Entries shown –
╔══
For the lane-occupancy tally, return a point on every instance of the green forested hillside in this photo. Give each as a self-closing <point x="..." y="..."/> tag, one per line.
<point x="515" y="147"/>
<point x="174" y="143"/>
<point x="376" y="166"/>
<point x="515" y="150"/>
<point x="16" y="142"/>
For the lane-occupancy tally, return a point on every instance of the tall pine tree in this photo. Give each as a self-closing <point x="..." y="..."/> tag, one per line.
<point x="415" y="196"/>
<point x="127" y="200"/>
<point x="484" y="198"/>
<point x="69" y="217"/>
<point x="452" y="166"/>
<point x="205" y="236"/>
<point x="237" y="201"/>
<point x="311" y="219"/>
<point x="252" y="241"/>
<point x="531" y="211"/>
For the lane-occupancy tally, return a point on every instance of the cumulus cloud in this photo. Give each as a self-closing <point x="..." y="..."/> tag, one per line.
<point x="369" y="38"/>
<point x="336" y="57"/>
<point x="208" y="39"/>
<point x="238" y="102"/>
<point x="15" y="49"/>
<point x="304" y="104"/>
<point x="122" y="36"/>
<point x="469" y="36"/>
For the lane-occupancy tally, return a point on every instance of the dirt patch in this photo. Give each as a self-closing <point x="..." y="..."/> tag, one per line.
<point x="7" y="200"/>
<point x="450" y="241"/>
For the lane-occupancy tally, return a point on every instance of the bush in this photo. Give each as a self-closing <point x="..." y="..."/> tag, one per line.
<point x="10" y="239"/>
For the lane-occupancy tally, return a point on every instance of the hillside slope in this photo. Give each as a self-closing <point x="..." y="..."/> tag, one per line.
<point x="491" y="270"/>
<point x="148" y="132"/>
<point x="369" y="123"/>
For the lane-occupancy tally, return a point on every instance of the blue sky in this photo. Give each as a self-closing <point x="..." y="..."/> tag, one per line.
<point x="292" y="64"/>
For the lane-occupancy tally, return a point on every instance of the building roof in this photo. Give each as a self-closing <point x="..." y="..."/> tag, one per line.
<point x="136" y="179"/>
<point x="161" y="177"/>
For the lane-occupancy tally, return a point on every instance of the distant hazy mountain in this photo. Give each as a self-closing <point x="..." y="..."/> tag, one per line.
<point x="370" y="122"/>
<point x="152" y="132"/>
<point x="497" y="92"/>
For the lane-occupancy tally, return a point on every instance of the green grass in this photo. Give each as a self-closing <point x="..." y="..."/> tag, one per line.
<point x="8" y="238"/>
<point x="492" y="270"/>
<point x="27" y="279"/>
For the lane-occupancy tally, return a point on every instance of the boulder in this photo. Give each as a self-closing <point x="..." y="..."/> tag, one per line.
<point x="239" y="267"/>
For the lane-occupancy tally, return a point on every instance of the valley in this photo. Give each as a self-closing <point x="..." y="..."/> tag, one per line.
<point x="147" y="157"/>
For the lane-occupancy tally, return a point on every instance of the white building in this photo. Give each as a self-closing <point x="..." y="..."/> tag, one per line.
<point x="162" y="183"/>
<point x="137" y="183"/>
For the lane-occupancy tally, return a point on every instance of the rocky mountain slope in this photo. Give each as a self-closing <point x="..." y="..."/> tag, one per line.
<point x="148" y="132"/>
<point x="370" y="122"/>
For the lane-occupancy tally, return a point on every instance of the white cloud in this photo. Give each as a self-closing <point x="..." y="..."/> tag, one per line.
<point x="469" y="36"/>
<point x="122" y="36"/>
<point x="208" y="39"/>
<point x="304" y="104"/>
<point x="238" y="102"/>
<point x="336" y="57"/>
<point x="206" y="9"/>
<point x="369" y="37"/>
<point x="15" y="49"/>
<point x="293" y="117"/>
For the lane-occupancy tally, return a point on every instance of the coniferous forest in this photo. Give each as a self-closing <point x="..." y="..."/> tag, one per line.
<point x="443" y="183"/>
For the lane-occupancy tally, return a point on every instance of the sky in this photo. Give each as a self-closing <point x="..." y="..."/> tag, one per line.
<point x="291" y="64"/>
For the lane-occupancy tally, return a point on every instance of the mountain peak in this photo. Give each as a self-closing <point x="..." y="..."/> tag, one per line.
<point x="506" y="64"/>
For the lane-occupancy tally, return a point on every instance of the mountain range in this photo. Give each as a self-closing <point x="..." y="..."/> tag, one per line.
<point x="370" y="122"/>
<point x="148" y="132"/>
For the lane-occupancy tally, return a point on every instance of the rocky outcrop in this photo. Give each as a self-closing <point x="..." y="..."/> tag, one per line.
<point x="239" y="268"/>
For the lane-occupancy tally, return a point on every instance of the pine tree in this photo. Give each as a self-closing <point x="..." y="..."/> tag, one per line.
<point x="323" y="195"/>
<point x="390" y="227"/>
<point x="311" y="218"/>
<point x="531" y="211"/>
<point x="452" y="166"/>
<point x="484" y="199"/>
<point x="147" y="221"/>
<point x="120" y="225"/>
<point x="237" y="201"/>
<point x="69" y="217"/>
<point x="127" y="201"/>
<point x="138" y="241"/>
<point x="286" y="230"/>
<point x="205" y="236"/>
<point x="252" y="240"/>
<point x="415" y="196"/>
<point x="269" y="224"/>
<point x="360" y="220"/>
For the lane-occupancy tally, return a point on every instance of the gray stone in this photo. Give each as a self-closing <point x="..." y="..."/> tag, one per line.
╚══
Task to carry out – Convert every line of the rows above into a JSON list of strings, one string per line, with blank lines left out.

Answer below –
[
  "For the lane-occupancy tally, return a point on every instance of the green forested hillside in this photo. Give each as a self-closing <point x=\"...\" y=\"...\"/> tag, one per line.",
  "<point x=\"515\" y=\"147\"/>",
  "<point x=\"174\" y=\"143\"/>",
  "<point x=\"376\" y=\"166\"/>",
  "<point x=\"515\" y=\"150\"/>",
  "<point x=\"16\" y=\"142\"/>",
  "For the lane-occupancy tally, return a point on every instance of the tall pine tree in this photo. Give each as a self-closing <point x=\"...\" y=\"...\"/> tag, one per line.",
  "<point x=\"415\" y=\"196\"/>",
  "<point x=\"127\" y=\"200\"/>",
  "<point x=\"484\" y=\"198\"/>",
  "<point x=\"69\" y=\"217\"/>",
  "<point x=\"452\" y=\"166\"/>",
  "<point x=\"205\" y=\"236\"/>",
  "<point x=\"237\" y=\"201\"/>",
  "<point x=\"311\" y=\"219\"/>",
  "<point x=\"252\" y=\"241\"/>",
  "<point x=\"531\" y=\"211\"/>",
  "For the lane-occupancy tally, return a point on every instance of the cumulus cloud in this photo. Give each as a self-closing <point x=\"...\" y=\"...\"/> tag, one per line.",
  "<point x=\"369\" y=\"38\"/>",
  "<point x=\"336\" y=\"57\"/>",
  "<point x=\"208\" y=\"39\"/>",
  "<point x=\"238\" y=\"102\"/>",
  "<point x=\"15\" y=\"49\"/>",
  "<point x=\"304\" y=\"104\"/>",
  "<point x=\"122\" y=\"36\"/>",
  "<point x=\"469\" y=\"36\"/>",
  "For the lane-occupancy tally, return a point on every instance of the dirt patch in this photo. Give each as a self-closing <point x=\"...\" y=\"...\"/> tag, one per line.",
  "<point x=\"7\" y=\"200\"/>",
  "<point x=\"450\" y=\"241\"/>",
  "For the lane-occupancy tally, return a point on every instance of the bush in this photo. Give each as a self-closing <point x=\"...\" y=\"...\"/> tag, one per line.",
  "<point x=\"10\" y=\"239\"/>",
  "For the lane-occupancy tally, return a point on every instance of the hillside slope in this photo. Give each as a self-closing <point x=\"...\" y=\"...\"/> tag, one per line.",
  "<point x=\"491\" y=\"270\"/>",
  "<point x=\"148\" y=\"132\"/>",
  "<point x=\"369\" y=\"123\"/>",
  "For the lane-occupancy tally, return a point on every instance of the blue sky in this photo. Give each as a self-closing <point x=\"...\" y=\"...\"/> tag, one per line.",
  "<point x=\"292\" y=\"64\"/>",
  "For the lane-occupancy tally, return a point on every instance of the building roof in this photo. Give each as a self-closing <point x=\"...\" y=\"...\"/> tag, one per line.",
  "<point x=\"136\" y=\"179\"/>",
  "<point x=\"161\" y=\"177\"/>",
  "For the lane-occupancy tally, return a point on every instance of the distant hazy mountain in this photo. Give each as a self-closing <point x=\"...\" y=\"...\"/> tag, one per line.",
  "<point x=\"370\" y=\"122\"/>",
  "<point x=\"152\" y=\"132\"/>",
  "<point x=\"497\" y=\"92\"/>",
  "For the lane-occupancy tally, return a point on every instance of the green grass in this photo. Give each as a self-closing <point x=\"...\" y=\"...\"/> tag, one per line.",
  "<point x=\"8\" y=\"238\"/>",
  "<point x=\"492\" y=\"270\"/>",
  "<point x=\"27\" y=\"279\"/>",
  "For the lane-occupancy tally, return a point on every instance of the boulder in this photo. Give each as a self-closing <point x=\"...\" y=\"...\"/> tag, one per line.",
  "<point x=\"239\" y=\"267\"/>",
  "For the lane-occupancy tally, return a point on every instance of the valley in this photo. Give each as a self-closing <point x=\"...\" y=\"...\"/> tag, one per line.",
  "<point x=\"147\" y=\"157\"/>",
  "For the lane-occupancy tally, return a point on every instance of the white building in this photo. Give each as a self-closing <point x=\"...\" y=\"...\"/> tag, one per line.",
  "<point x=\"162\" y=\"183\"/>",
  "<point x=\"137\" y=\"183\"/>",
  "For the lane-occupancy tally, return a point on every instance of the rocky mountain slope in this photo. Give each as a self-closing <point x=\"...\" y=\"...\"/> tag, one per line.",
  "<point x=\"148\" y=\"132\"/>",
  "<point x=\"370\" y=\"122\"/>",
  "For the lane-occupancy tally, return a point on every instance of the white cloud in this photo. Give each as a self-closing <point x=\"...\" y=\"...\"/> tag, one per line.",
  "<point x=\"469\" y=\"36\"/>",
  "<point x=\"122\" y=\"36\"/>",
  "<point x=\"208\" y=\"39\"/>",
  "<point x=\"304\" y=\"104\"/>",
  "<point x=\"238\" y=\"102\"/>",
  "<point x=\"336\" y=\"57\"/>",
  "<point x=\"206\" y=\"9\"/>",
  "<point x=\"369\" y=\"37\"/>",
  "<point x=\"15\" y=\"49\"/>",
  "<point x=\"293\" y=\"117\"/>",
  "For the lane-occupancy tally, return a point on every instance of the coniferous forest in this photo. Give each as a self-closing <point x=\"...\" y=\"...\"/> tag, one per line.",
  "<point x=\"443\" y=\"183\"/>",
  "For the lane-occupancy tally, return a point on every instance of the sky in this photo. Give each as a self-closing <point x=\"...\" y=\"...\"/> tag, one per line.",
  "<point x=\"291\" y=\"64\"/>",
  "For the lane-occupancy tally, return a point on every instance of the mountain peak in this photo. Give each as a self-closing <point x=\"...\" y=\"...\"/> tag, one per line.",
  "<point x=\"506\" y=\"64\"/>",
  "For the lane-occupancy tally, return a point on every instance of the mountain range in this photo. Give each as a self-closing <point x=\"...\" y=\"...\"/> tag, one per line.",
  "<point x=\"370\" y=\"122\"/>",
  "<point x=\"148\" y=\"132\"/>",
  "For the lane-occupancy tally, return a point on every instance of the rocky outcrop in this photo. Give each as a self-closing <point x=\"...\" y=\"...\"/> tag, one per line.",
  "<point x=\"239\" y=\"268\"/>",
  "For the lane-occupancy tally, return a point on every instance of the pine tree in this photo. Give each as a self-closing <point x=\"...\" y=\"...\"/> tag, one per line.",
  "<point x=\"323\" y=\"195\"/>",
  "<point x=\"390\" y=\"227\"/>",
  "<point x=\"311\" y=\"218\"/>",
  "<point x=\"531\" y=\"211\"/>",
  "<point x=\"452\" y=\"166\"/>",
  "<point x=\"484\" y=\"199\"/>",
  "<point x=\"147\" y=\"221\"/>",
  "<point x=\"120\" y=\"225\"/>",
  "<point x=\"237\" y=\"201\"/>",
  "<point x=\"69\" y=\"217\"/>",
  "<point x=\"127\" y=\"201\"/>",
  "<point x=\"138\" y=\"241\"/>",
  "<point x=\"286\" y=\"230\"/>",
  "<point x=\"205\" y=\"236\"/>",
  "<point x=\"252\" y=\"240\"/>",
  "<point x=\"415\" y=\"196\"/>",
  "<point x=\"269\" y=\"224\"/>",
  "<point x=\"360\" y=\"220\"/>",
  "For the lane-occupancy tally, return a point on every instance of the gray stone in this photo. Give each as a self-closing <point x=\"...\" y=\"...\"/> tag, one per line."
]